Repérez chaque ligne ci-dessous qui contient le mot « island » et recopiez-la, en tenant compte des majuscules et des minuscules.
- - - - - - -
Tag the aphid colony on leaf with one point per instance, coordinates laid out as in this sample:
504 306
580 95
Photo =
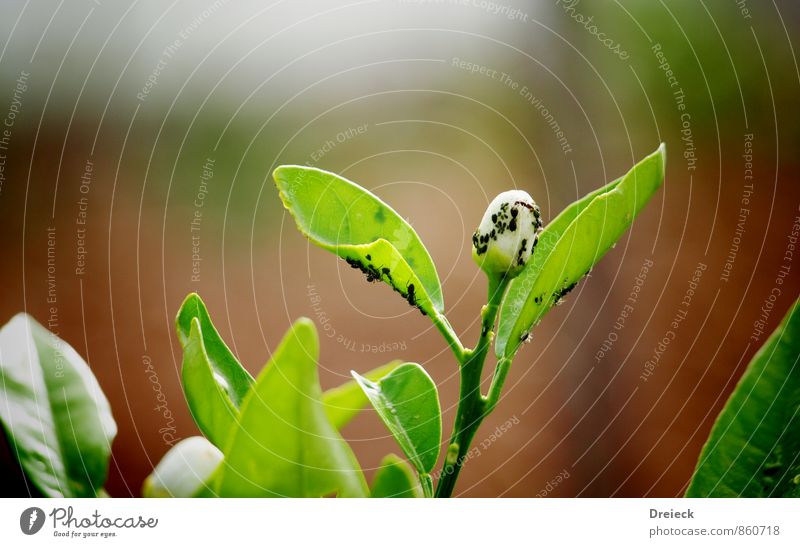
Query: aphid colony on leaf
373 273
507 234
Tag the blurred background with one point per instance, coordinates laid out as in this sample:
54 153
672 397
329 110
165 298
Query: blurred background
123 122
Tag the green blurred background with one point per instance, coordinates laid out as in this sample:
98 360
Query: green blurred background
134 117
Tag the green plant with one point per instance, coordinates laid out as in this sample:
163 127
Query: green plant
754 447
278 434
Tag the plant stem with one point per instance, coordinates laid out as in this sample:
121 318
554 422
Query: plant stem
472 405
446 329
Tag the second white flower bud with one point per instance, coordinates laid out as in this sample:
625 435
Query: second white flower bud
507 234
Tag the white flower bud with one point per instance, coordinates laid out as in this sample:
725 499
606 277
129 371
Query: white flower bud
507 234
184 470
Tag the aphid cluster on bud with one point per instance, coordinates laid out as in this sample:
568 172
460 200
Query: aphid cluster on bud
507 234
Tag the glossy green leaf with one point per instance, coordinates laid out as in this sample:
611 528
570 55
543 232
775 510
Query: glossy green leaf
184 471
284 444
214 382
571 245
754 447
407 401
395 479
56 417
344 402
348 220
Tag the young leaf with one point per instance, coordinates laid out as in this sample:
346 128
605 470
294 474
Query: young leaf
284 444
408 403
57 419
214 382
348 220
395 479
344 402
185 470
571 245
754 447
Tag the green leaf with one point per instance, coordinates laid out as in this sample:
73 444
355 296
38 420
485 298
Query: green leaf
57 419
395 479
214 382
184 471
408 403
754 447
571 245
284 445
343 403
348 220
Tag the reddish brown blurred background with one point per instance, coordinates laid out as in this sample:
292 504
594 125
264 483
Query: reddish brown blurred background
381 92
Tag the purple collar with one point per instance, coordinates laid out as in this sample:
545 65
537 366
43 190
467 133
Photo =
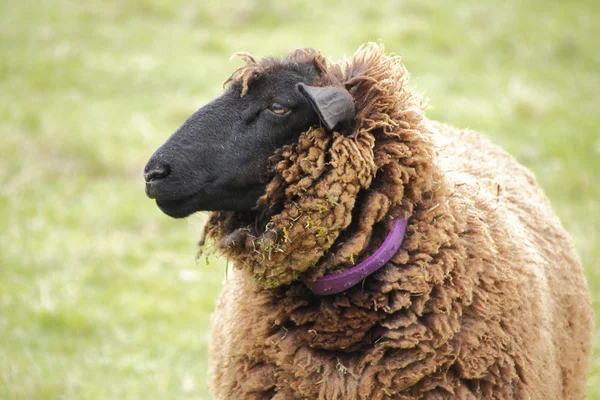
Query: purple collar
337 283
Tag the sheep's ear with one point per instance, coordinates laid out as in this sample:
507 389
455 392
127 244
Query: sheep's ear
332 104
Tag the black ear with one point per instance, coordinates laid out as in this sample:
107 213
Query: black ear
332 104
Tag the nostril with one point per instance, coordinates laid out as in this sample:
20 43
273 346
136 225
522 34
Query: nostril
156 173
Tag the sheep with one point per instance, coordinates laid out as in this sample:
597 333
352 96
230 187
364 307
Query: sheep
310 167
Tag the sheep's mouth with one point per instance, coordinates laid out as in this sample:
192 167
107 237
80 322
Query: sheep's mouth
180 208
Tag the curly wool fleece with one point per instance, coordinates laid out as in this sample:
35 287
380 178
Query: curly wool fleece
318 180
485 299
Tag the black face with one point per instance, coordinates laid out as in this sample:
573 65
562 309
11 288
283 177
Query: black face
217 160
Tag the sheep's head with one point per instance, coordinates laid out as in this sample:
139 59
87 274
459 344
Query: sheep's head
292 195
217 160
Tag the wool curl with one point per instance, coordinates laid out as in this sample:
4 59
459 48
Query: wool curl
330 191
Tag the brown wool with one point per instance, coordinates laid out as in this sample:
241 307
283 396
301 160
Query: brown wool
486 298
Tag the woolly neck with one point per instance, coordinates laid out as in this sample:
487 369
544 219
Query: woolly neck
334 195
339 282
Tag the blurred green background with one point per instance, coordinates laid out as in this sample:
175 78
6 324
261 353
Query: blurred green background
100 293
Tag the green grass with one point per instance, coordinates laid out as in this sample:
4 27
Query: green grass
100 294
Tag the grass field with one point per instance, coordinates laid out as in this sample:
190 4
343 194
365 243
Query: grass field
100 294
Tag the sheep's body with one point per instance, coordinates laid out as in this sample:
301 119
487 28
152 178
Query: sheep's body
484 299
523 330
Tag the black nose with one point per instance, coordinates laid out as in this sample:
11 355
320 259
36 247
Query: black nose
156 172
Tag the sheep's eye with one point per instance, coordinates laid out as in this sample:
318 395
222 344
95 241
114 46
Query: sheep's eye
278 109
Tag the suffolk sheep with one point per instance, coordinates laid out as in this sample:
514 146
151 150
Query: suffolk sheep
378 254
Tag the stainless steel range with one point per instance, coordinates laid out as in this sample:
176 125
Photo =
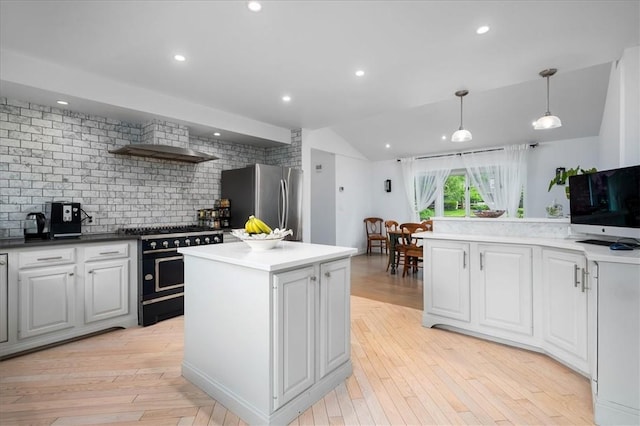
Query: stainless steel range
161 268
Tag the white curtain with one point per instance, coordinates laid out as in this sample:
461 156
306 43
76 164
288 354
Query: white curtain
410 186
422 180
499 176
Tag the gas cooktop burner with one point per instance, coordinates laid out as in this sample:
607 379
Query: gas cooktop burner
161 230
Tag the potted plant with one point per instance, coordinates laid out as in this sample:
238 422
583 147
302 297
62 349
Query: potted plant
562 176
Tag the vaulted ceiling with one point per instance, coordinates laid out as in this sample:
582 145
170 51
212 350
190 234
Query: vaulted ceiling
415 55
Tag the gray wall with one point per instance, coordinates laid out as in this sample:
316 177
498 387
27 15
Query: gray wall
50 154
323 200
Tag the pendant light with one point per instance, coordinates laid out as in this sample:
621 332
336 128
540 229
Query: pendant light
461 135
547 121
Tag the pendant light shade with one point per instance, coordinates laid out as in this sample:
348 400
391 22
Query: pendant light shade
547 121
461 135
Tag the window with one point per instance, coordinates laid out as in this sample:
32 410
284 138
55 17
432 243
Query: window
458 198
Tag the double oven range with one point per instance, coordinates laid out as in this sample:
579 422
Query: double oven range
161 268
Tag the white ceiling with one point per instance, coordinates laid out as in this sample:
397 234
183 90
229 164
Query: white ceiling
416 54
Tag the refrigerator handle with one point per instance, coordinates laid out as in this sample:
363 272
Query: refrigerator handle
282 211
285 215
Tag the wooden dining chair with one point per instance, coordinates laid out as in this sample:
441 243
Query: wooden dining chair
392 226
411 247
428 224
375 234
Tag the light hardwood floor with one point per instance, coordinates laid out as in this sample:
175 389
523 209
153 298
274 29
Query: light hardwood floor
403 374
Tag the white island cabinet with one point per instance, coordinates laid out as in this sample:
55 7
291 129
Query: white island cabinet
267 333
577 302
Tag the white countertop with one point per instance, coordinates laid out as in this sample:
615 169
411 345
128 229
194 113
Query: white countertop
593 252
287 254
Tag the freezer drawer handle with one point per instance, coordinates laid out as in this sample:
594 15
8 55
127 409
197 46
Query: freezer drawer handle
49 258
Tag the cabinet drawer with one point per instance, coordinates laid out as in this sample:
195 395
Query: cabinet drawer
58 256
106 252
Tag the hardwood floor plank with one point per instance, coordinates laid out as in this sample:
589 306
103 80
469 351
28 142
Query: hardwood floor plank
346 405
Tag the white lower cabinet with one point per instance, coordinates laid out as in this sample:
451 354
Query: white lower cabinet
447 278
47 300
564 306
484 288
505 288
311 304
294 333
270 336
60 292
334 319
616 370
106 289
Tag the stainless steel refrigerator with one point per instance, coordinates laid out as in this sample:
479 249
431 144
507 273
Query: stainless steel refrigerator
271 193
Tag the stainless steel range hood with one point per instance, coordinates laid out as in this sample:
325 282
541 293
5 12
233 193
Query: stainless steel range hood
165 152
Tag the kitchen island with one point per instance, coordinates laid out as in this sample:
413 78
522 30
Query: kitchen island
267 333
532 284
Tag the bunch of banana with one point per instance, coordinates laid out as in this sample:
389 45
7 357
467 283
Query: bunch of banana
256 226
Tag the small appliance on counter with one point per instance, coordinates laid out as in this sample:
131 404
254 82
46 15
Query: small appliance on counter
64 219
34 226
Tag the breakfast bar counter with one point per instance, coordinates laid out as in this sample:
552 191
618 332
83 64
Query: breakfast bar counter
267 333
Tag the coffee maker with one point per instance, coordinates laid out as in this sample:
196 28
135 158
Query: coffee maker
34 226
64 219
- - - - - - -
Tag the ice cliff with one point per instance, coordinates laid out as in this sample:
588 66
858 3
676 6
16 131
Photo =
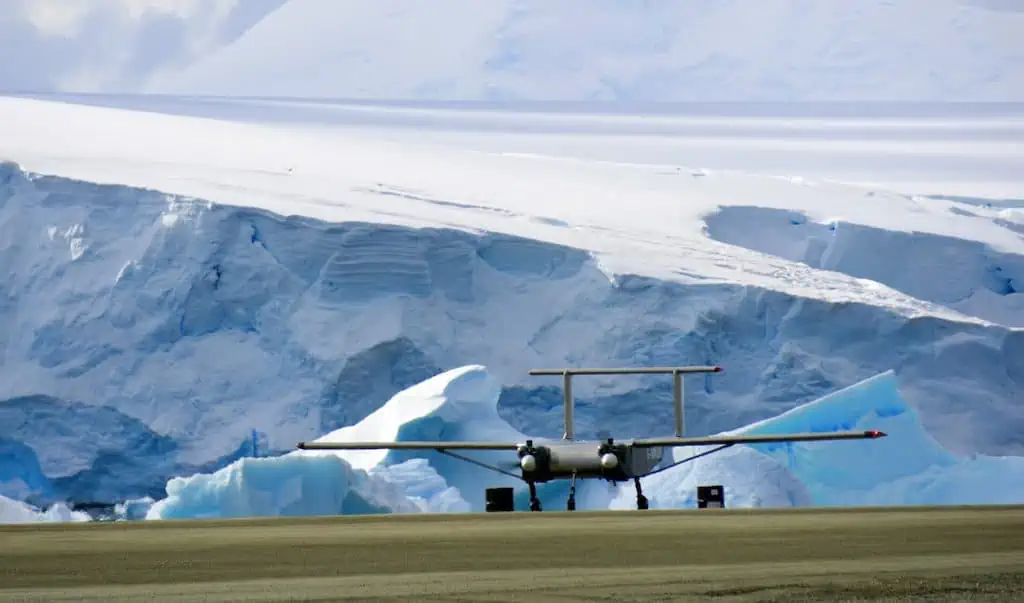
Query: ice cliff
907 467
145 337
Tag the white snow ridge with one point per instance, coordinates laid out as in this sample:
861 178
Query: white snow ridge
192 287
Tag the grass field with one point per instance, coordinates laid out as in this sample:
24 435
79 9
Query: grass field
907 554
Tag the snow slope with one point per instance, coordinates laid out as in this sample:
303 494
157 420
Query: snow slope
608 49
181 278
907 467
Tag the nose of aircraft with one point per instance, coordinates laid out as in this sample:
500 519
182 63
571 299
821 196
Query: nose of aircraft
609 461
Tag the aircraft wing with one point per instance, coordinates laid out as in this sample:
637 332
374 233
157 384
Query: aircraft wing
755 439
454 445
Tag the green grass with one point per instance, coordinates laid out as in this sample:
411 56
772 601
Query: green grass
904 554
- - - - - - -
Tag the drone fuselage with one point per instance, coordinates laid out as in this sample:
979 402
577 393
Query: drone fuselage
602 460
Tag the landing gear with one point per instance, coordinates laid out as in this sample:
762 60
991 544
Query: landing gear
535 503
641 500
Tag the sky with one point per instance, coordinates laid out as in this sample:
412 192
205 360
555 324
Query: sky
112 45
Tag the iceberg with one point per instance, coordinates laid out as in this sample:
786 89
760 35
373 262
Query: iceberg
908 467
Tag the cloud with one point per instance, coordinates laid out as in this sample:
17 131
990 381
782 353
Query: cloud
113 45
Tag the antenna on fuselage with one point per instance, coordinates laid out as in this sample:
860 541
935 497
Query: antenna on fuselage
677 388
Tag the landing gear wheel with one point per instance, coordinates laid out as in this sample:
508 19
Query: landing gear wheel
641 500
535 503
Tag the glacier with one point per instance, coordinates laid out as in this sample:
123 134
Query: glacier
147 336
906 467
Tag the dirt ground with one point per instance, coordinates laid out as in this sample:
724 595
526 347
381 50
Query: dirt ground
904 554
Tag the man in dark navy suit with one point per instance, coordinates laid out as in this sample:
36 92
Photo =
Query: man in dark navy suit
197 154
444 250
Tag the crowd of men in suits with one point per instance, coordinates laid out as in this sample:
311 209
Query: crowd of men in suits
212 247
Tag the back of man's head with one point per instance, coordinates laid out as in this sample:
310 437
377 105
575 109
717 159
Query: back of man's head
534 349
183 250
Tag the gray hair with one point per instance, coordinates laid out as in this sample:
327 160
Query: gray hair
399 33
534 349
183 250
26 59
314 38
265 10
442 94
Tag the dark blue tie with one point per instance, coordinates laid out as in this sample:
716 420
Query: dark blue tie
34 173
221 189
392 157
- - - - - - -
● Résultat obtenu:
Tag the white island cabinet with one point per instance, coordinates laid out as in this sample:
Query: white island cabinet
Tag the kitchen island with one point per instance, coordinates laid out as in this sample:
Query: kitchen island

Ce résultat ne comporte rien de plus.